* **What is required**
Pull every line from the data below that contains the string "target". Upper and lower case must match.

================================

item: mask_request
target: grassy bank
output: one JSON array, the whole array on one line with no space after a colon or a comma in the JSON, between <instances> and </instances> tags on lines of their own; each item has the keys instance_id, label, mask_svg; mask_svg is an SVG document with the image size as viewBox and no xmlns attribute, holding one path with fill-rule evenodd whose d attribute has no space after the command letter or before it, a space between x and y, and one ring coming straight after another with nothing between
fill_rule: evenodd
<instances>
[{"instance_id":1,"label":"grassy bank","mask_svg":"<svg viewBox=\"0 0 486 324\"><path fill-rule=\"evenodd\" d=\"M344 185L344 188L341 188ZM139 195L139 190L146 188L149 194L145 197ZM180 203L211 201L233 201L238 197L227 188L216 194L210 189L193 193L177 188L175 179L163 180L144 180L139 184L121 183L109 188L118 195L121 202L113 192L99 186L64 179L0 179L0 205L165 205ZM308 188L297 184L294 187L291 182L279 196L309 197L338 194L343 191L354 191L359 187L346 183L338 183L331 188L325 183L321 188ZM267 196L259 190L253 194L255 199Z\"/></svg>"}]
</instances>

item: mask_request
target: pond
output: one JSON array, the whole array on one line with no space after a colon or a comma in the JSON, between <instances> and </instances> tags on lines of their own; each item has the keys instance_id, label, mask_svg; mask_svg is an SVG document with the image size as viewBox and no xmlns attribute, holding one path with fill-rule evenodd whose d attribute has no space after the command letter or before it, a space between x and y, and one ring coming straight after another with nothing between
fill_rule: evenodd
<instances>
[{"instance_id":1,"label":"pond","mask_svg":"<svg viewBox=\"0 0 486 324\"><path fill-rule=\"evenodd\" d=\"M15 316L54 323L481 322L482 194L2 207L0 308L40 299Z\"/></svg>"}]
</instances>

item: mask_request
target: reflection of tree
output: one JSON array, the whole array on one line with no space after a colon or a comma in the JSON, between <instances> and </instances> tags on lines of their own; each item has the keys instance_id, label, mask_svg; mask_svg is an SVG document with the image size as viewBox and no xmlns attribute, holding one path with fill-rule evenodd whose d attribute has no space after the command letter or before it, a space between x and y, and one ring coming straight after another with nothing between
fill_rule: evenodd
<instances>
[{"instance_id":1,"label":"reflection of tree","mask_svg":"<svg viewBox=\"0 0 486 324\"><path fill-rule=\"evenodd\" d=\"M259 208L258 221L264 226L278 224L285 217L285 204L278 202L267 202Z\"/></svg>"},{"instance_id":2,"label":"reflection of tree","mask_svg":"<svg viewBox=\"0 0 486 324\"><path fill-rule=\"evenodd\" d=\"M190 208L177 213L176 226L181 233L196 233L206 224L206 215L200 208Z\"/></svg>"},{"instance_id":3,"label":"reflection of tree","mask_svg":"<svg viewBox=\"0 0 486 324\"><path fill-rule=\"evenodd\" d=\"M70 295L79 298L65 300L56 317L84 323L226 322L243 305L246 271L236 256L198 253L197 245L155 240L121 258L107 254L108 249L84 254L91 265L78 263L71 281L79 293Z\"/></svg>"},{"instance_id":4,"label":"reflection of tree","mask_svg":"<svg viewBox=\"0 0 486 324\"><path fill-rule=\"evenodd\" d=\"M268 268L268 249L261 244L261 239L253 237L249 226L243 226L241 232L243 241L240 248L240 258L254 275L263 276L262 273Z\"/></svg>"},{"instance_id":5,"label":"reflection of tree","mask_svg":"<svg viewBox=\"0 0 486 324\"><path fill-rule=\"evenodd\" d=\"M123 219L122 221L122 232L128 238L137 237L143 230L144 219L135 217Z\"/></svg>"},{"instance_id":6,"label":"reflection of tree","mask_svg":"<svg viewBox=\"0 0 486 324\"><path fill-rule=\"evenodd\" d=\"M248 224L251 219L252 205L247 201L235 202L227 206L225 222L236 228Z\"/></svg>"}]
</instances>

================================

* **Task output**
target: grassy bank
target: pond
target: reflection of tree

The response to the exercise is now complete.